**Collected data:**

+-------+

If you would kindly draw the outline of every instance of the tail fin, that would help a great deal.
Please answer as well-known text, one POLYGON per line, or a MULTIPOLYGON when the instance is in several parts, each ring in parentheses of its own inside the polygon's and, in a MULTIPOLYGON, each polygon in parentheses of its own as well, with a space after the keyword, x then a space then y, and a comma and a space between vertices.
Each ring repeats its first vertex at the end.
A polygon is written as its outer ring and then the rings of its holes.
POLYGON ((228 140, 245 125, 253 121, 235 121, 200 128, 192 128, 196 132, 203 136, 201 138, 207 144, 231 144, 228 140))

+-------+

**Task:**
Return every line of the data above that contains the string "instance", treating uppercase and lowercase as different.

**Solved exercise:**
If you would kindly draw the outline of every instance of the tail fin, that would help a great deal.
Please answer as well-known text, one POLYGON per line, or a MULTIPOLYGON when the instance is in several parts, each ring in parentheses of its own inside the polygon's and, in a MULTIPOLYGON, each polygon in parentheses of its own as well, with a space after the keyword, x then a space then y, and a comma and a space between vertices.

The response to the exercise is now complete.